What you return should match the data below exactly, line for line.

[Collected data entries]
--- START ---
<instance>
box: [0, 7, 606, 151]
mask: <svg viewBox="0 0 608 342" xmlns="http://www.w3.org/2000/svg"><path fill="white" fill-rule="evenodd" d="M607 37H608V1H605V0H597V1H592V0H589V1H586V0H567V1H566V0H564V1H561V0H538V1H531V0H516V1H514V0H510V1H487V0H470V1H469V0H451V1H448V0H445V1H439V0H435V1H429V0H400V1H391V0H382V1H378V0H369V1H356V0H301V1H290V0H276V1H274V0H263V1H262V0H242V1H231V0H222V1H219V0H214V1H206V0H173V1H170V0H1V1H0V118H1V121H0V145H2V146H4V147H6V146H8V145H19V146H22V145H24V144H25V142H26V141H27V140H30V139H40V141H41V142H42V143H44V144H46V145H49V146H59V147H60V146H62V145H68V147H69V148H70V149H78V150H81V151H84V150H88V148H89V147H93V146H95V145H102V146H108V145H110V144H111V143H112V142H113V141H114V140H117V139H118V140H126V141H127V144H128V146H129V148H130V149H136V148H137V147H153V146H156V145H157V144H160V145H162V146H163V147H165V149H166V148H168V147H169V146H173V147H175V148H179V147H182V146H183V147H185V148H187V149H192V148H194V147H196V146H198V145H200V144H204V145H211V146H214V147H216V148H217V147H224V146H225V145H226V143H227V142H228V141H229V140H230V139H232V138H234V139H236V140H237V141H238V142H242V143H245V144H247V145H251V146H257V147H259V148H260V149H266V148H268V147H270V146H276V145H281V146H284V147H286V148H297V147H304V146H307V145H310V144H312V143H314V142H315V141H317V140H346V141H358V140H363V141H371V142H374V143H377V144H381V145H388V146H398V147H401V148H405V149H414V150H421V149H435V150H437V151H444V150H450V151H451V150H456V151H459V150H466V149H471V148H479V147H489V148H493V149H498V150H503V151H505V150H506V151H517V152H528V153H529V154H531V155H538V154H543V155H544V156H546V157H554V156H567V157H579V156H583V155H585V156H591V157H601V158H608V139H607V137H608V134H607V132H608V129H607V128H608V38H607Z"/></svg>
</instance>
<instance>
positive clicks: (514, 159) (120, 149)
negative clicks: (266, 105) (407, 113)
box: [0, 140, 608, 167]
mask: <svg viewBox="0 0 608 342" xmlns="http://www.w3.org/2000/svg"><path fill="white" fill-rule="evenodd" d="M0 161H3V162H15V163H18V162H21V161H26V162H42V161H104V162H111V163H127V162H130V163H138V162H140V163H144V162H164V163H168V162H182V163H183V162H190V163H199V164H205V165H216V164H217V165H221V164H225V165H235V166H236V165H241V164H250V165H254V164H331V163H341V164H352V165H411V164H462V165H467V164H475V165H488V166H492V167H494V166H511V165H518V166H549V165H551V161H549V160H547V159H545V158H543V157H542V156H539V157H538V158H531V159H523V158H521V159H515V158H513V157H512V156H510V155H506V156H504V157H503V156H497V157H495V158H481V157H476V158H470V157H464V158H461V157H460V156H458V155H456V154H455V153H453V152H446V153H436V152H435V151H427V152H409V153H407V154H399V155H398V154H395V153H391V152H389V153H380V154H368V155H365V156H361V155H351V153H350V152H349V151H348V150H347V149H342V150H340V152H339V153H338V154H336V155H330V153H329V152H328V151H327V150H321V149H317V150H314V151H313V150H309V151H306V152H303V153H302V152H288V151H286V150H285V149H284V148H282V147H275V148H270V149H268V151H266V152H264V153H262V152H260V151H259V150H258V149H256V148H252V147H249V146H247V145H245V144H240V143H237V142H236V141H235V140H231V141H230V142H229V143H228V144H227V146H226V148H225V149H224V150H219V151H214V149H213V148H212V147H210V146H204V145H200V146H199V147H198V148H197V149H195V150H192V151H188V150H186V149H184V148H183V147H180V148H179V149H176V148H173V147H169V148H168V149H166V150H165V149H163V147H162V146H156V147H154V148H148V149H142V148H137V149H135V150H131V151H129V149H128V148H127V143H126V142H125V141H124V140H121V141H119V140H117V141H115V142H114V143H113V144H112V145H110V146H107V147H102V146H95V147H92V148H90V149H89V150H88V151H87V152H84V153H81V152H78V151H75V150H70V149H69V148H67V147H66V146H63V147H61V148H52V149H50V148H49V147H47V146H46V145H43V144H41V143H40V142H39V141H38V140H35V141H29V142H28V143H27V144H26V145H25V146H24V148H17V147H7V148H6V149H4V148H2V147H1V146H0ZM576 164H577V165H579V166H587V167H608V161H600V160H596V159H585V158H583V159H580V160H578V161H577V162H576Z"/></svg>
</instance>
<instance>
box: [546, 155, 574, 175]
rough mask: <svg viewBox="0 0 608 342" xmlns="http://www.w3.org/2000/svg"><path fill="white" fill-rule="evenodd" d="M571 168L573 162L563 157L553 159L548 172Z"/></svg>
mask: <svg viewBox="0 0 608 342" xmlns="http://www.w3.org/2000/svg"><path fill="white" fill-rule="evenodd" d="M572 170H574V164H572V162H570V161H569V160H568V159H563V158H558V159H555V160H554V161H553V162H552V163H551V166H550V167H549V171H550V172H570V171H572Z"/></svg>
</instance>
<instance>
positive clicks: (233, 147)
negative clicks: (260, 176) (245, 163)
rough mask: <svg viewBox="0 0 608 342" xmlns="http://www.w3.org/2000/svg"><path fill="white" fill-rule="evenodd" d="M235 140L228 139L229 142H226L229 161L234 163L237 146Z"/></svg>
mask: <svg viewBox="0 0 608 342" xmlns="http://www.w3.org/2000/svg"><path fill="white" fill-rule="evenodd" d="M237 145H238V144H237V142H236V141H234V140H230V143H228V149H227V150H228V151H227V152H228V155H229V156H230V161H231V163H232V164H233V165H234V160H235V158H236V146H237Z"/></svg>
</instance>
--- END ---
- [Output]
<instance>
box: [0, 7, 606, 151]
mask: <svg viewBox="0 0 608 342" xmlns="http://www.w3.org/2000/svg"><path fill="white" fill-rule="evenodd" d="M607 37H608V1H605V0H597V1H592V0H589V1H586V0H567V1H566V0H564V1H561V0H538V1H531V0H516V1H514V0H510V1H487V0H470V1H469V0H451V1H448V0H445V1H439V0H435V1H429V0H400V1H391V0H382V1H378V0H369V1H356V0H301V1H290V0H276V1H274V0H263V1H262V0H242V1H231V0H222V1H219V0H214V1H206V0H173V1H170V0H1V1H0V118H1V121H0V145H2V146H4V147H6V146H8V145H19V146H22V145H24V144H25V142H26V141H27V140H30V139H40V141H41V142H42V143H44V144H46V145H49V146H59V147H60V146H62V145H68V147H69V148H70V149H78V150H81V151H84V150H88V148H89V147H93V146H95V145H102V146H108V145H110V144H111V143H112V142H113V141H114V140H117V139H118V140H126V141H127V144H128V146H129V148H130V149H136V148H137V147H153V146H156V145H157V144H160V145H162V146H163V147H165V149H166V148H168V147H169V146H173V147H175V148H179V147H182V146H183V147H185V148H187V149H192V148H194V147H196V146H198V145H200V144H204V145H211V146H214V147H216V148H217V147H224V146H225V145H226V143H227V142H228V141H229V140H230V139H232V138H234V139H236V140H237V141H238V142H242V143H245V144H247V145H251V146H257V147H259V148H260V149H266V148H268V147H270V146H276V145H281V146H284V147H286V148H297V147H304V146H307V145H310V144H312V143H314V142H315V141H317V140H346V141H358V140H363V141H371V142H374V143H377V144H381V145H388V146H398V147H401V148H405V149H414V150H421V149H435V150H437V151H444V150H450V151H451V150H456V151H459V150H466V149H471V148H479V147H489V148H493V149H498V150H503V151H505V150H506V151H517V152H528V153H529V154H531V155H538V154H543V155H544V156H546V157H554V156H567V157H579V156H583V155H585V156H591V157H601V158H608V139H607V137H608V134H607V132H608V129H607V128H608V38H607Z"/></svg>
</instance>
<instance>
positive clicks: (514, 159) (120, 149)
negative clicks: (266, 105) (407, 113)
box: [0, 140, 608, 167]
mask: <svg viewBox="0 0 608 342" xmlns="http://www.w3.org/2000/svg"><path fill="white" fill-rule="evenodd" d="M0 161H3V162H15V163H18V162H21V161H26V162H42V161H104V162H111V163H127V162H130V163H138V162H140V163H144V162H164V163H168V162H182V163H183V162H190V163H199V164H205V165H216V164H217V165H221V164H225V165H235V166H236V165H241V164H250V165H254V164H331V163H341V164H352V165H411V164H462V165H467V164H475V165H488V166H492V167H494V166H511V165H518V166H549V165H551V161H549V160H547V159H545V158H543V157H542V156H539V157H538V158H531V159H523V158H521V159H515V158H513V157H512V156H510V155H506V156H504V157H503V156H497V157H495V158H481V157H476V158H470V157H464V158H461V157H460V156H458V155H456V154H455V153H453V152H446V153H436V152H435V151H427V152H409V153H407V154H399V155H398V154H395V153H391V152H389V153H380V154H368V155H365V156H361V155H351V153H350V152H349V151H348V150H347V149H342V150H340V152H339V153H338V154H336V155H330V153H329V152H328V151H327V150H321V149H317V150H314V151H313V150H309V151H306V152H303V153H302V152H288V151H286V150H285V149H284V148H282V147H275V148H270V149H268V151H266V152H264V153H262V152H260V151H259V150H258V149H256V148H252V147H249V146H247V145H245V144H240V143H237V142H236V141H235V140H231V141H230V142H229V143H228V144H227V146H226V148H225V149H224V150H219V151H214V149H213V148H212V147H210V146H204V145H200V146H199V147H198V148H197V149H195V150H192V151H188V150H186V149H184V148H183V147H180V148H179V149H176V148H173V147H169V148H168V149H166V150H165V149H163V147H162V146H156V147H154V148H148V149H142V148H137V149H135V150H131V151H129V149H128V148H127V143H126V142H125V141H124V140H121V141H119V140H117V141H115V142H114V143H113V144H112V145H110V146H107V147H102V146H95V147H92V148H90V149H89V150H88V151H87V152H84V153H81V152H78V151H75V150H70V149H69V148H67V147H66V146H63V147H61V148H52V149H50V148H49V147H47V146H46V145H43V144H41V143H40V142H39V141H38V140H35V141H29V142H28V143H27V144H26V145H25V146H24V148H17V147H7V148H6V149H4V148H2V147H1V146H0ZM576 164H577V165H579V166H587V167H608V161H600V160H596V159H585V158H583V159H580V160H578V161H577V162H576Z"/></svg>
</instance>
<instance>
box: [546, 155, 574, 175]
rough mask: <svg viewBox="0 0 608 342" xmlns="http://www.w3.org/2000/svg"><path fill="white" fill-rule="evenodd" d="M571 168L573 162L563 157L553 159L548 172Z"/></svg>
mask: <svg viewBox="0 0 608 342" xmlns="http://www.w3.org/2000/svg"><path fill="white" fill-rule="evenodd" d="M572 170H574V164H572V162H570V161H569V160H568V159H563V158H558V159H555V160H554V161H553V162H552V163H551V166H550V167H549V171H550V172H570V171H572Z"/></svg>
</instance>
<instance>
positive clicks: (233, 147)
negative clicks: (260, 176) (245, 163)
rough mask: <svg viewBox="0 0 608 342" xmlns="http://www.w3.org/2000/svg"><path fill="white" fill-rule="evenodd" d="M235 140L228 139L229 142H226L229 161L234 163L237 146Z"/></svg>
mask: <svg viewBox="0 0 608 342" xmlns="http://www.w3.org/2000/svg"><path fill="white" fill-rule="evenodd" d="M237 145H238V144H237V142H236V141H234V140H230V143H228V149H227V150H228V151H227V152H228V155H229V156H230V161H231V163H232V164H233V165H234V160H235V158H236V146H237Z"/></svg>
</instance>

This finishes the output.